## Qué harás
Reproduce todas las líneas entre la que contiene "Can you find the black tail?" y la que contiene "pixel 197 164", ambas incluidas, sin omitir ninguna. Multiplica por 0,65 cada coordenada de las respuestas y redondea a entero, con las mitades hacia arriba; lo demás queda igual.

····················

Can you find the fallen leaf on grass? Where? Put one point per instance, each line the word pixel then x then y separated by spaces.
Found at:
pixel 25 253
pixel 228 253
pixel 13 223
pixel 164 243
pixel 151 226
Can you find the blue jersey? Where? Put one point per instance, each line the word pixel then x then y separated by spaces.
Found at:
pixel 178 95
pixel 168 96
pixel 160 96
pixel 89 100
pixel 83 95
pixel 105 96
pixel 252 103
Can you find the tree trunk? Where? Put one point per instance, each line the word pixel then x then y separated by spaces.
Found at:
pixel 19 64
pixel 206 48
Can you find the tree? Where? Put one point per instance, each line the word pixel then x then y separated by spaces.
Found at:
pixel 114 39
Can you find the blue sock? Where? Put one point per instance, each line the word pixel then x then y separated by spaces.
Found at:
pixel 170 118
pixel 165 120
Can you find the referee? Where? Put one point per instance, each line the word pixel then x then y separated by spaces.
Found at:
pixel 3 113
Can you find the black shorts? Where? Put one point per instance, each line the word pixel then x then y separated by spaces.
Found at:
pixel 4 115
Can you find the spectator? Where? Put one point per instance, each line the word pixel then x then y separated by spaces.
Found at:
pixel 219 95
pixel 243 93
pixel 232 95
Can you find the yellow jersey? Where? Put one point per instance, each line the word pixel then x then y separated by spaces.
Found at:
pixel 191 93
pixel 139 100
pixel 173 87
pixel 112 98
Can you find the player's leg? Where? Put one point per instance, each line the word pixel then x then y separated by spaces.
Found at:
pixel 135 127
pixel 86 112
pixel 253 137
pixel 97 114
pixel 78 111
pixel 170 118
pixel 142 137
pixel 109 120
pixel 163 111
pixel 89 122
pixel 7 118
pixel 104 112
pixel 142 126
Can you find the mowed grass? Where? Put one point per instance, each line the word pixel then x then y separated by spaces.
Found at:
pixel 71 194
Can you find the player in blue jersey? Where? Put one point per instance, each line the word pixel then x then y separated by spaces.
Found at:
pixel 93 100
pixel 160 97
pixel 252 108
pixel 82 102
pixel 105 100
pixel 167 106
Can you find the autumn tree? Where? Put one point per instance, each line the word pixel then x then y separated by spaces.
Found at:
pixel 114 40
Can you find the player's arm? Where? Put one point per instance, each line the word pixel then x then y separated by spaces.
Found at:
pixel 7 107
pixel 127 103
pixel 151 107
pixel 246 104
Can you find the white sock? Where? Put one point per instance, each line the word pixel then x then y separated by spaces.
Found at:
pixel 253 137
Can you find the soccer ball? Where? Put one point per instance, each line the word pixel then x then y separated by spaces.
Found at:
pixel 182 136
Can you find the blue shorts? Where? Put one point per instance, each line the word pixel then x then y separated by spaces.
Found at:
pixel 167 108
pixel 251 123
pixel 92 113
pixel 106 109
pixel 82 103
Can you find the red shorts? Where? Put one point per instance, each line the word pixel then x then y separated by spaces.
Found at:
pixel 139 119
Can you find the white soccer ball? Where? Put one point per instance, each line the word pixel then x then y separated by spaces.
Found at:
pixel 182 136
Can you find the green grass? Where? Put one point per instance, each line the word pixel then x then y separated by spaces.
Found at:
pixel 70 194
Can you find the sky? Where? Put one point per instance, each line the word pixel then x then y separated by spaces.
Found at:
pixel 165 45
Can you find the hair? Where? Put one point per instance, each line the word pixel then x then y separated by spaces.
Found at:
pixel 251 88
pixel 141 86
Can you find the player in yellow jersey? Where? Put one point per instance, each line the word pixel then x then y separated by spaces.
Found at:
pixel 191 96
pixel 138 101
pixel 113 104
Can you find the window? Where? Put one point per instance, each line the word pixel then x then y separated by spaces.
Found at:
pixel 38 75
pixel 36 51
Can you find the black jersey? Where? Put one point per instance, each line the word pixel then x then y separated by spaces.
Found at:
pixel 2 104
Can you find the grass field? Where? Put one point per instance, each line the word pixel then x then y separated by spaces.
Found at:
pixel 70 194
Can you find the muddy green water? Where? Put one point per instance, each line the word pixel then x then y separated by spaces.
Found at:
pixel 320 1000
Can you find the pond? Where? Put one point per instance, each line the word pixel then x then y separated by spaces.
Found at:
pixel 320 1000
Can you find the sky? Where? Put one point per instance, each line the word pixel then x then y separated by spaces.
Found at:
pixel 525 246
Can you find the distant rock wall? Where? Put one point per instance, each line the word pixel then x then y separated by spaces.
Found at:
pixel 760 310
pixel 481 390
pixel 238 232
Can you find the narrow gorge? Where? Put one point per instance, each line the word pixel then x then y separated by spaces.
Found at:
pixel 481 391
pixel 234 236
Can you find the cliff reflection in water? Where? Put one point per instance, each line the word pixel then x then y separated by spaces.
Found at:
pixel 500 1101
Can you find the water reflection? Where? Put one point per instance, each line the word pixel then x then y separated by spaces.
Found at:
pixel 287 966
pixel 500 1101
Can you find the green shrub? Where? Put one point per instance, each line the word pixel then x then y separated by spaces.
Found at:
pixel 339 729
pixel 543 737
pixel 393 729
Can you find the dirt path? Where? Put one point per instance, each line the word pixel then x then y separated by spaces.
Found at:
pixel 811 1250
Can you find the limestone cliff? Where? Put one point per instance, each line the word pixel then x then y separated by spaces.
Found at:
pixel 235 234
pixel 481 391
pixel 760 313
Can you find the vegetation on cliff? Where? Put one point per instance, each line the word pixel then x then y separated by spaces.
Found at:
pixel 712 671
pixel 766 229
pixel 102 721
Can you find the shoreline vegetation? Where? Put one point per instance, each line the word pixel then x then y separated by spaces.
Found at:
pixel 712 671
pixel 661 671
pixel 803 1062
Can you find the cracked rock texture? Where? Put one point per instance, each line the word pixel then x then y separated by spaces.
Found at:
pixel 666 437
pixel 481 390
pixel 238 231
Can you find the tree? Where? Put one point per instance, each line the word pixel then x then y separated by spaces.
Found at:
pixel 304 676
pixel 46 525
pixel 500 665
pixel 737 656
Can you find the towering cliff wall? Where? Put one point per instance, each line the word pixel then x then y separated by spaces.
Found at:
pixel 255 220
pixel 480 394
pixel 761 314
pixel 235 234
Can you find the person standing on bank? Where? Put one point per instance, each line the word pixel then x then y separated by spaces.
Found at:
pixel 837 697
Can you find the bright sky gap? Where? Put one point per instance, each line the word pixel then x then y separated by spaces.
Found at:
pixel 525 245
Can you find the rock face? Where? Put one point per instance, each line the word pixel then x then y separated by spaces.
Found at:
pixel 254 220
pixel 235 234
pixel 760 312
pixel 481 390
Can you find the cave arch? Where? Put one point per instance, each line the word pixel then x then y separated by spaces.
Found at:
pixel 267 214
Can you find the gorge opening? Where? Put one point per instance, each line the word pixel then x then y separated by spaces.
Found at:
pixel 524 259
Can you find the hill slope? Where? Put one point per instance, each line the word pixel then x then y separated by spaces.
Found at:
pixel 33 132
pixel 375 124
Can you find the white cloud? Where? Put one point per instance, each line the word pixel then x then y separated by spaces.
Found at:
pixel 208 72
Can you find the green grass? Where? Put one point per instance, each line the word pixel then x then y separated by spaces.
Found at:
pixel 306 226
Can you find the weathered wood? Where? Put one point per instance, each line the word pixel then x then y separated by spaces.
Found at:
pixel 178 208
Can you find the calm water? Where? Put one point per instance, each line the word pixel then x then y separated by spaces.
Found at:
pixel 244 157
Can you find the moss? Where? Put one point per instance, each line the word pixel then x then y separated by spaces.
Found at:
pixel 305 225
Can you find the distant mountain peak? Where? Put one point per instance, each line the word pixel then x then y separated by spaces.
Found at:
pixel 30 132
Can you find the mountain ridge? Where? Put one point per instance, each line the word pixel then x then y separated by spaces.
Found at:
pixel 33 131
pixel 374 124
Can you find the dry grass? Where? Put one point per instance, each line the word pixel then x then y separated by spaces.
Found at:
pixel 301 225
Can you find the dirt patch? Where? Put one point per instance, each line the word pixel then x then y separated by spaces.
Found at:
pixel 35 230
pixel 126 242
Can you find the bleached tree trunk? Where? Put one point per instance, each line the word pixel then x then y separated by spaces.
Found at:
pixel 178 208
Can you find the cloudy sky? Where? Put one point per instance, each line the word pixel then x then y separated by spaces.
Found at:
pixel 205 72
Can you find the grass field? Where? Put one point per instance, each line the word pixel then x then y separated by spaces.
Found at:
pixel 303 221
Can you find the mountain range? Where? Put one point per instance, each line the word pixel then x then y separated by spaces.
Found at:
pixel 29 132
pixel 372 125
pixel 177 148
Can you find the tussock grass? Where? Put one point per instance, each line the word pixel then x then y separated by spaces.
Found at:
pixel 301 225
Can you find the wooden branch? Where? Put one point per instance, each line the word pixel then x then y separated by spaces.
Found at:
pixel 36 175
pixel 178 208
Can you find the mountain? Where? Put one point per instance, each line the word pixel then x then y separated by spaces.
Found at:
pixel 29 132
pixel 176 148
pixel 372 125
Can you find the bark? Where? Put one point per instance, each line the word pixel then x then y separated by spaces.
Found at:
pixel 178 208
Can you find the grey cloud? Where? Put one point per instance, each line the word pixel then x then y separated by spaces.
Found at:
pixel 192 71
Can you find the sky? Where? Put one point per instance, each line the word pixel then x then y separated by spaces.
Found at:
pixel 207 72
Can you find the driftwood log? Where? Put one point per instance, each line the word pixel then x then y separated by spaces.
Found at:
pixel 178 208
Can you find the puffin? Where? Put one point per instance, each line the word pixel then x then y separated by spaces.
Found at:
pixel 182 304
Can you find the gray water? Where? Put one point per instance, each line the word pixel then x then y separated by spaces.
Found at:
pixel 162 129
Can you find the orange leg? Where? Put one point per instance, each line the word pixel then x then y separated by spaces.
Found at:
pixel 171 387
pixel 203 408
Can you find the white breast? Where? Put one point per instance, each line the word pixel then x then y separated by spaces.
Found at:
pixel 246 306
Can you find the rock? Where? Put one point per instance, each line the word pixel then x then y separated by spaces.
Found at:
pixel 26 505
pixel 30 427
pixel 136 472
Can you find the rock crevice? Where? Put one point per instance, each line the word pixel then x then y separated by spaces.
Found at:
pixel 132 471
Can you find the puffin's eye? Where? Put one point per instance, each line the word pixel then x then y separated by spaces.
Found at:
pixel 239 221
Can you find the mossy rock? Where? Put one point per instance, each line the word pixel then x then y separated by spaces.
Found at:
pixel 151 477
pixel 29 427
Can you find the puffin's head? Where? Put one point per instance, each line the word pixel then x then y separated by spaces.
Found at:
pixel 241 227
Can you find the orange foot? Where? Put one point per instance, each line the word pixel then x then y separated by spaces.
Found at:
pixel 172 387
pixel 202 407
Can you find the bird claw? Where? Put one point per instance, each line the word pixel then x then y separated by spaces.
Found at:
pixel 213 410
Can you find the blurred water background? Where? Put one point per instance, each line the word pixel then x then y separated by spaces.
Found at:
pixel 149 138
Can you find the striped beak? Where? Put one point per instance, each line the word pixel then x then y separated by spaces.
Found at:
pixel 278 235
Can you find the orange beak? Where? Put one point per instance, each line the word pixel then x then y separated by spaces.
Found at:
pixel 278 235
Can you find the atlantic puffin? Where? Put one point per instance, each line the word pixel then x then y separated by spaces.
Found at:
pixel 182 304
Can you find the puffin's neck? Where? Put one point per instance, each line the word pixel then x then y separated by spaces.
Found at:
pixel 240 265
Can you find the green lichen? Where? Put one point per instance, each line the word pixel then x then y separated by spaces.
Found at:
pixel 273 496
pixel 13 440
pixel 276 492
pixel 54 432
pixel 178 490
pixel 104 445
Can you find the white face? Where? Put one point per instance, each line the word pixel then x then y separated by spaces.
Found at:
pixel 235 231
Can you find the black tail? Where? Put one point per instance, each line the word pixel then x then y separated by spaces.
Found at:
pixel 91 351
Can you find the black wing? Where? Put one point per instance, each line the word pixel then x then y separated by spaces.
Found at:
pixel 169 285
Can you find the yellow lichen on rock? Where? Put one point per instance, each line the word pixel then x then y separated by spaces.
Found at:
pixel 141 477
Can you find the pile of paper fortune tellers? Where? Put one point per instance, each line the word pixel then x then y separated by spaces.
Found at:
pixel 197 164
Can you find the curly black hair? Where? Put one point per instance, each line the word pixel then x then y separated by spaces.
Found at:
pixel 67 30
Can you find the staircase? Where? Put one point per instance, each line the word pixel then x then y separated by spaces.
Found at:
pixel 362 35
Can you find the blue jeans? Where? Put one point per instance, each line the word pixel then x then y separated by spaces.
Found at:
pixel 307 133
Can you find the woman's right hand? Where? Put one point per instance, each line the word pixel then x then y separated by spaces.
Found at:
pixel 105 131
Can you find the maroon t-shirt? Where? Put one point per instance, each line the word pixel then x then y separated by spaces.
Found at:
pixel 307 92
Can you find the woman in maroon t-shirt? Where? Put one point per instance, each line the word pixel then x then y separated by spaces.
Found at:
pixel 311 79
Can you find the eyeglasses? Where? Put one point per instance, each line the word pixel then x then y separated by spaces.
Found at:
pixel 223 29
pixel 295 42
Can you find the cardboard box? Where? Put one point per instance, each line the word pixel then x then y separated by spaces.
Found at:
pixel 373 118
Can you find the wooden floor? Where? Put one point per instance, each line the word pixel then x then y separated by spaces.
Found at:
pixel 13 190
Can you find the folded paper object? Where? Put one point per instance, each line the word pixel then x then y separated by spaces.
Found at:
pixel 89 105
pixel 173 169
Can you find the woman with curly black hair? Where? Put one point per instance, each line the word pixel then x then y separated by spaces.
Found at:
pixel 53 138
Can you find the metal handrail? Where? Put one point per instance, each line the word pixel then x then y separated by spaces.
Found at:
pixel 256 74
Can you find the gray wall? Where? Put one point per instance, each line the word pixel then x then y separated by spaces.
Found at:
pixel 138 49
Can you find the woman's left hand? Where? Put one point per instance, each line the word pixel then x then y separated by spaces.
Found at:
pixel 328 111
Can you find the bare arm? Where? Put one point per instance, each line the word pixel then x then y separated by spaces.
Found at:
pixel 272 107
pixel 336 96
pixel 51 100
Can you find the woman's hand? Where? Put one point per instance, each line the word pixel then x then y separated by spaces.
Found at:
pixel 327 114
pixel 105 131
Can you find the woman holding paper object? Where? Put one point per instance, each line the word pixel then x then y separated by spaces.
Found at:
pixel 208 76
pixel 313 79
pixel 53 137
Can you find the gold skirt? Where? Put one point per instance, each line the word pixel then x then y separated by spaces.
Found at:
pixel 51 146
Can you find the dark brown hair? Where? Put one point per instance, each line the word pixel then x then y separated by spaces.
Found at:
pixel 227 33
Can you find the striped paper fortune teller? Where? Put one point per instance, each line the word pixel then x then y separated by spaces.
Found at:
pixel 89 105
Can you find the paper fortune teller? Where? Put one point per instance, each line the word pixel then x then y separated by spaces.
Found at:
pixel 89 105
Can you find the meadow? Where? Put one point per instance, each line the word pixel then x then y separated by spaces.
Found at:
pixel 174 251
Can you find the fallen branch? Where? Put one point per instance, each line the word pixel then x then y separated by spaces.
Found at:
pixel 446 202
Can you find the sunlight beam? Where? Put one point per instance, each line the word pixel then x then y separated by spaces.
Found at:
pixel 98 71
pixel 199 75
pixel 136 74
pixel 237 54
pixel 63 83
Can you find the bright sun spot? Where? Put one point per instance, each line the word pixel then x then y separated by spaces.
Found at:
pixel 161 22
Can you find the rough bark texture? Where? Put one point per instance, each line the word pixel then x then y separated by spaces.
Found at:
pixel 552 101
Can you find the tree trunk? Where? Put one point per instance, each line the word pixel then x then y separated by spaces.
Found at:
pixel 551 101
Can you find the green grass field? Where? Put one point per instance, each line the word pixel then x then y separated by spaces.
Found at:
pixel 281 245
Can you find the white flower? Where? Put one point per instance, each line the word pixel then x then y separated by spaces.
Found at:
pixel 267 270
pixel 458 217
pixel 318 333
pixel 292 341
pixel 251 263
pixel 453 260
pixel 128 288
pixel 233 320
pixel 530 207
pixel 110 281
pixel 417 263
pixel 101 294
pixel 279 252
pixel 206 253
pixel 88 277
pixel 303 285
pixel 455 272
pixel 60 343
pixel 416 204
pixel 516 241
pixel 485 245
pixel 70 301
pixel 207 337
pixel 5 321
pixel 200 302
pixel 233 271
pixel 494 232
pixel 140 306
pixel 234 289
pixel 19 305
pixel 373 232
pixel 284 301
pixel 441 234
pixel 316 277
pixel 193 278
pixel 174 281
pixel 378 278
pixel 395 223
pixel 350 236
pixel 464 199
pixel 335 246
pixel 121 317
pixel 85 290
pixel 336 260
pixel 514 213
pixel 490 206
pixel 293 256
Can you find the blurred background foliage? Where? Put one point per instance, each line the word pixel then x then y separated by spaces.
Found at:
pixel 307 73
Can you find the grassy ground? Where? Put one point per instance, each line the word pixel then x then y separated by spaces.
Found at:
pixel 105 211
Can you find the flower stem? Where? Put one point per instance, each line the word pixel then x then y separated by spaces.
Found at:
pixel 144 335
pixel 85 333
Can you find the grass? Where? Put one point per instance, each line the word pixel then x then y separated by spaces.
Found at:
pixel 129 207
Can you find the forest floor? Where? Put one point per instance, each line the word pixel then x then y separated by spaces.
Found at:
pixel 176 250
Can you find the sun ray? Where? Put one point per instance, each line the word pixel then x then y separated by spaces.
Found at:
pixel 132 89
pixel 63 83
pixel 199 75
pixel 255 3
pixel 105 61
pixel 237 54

····················

## Resultado obtenido
Can you find the black tail? Where? Put one point per instance, each line the word pixel then x then y separated by spaces.
Found at:
pixel 59 228
Can you find the black wing? Where? Put one point per instance, each line the word pixel then x then y separated by spaces.
Found at:
pixel 110 185
Can you find the yellow lichen on rock? Where? Put one point per instance, each line the word pixel then x then y separated by spaces.
Found at:
pixel 92 310
Can you find the pile of paper fortune tellers? Where? Put one point per instance, each line the word pixel then x then y separated by spaces.
Found at:
pixel 128 107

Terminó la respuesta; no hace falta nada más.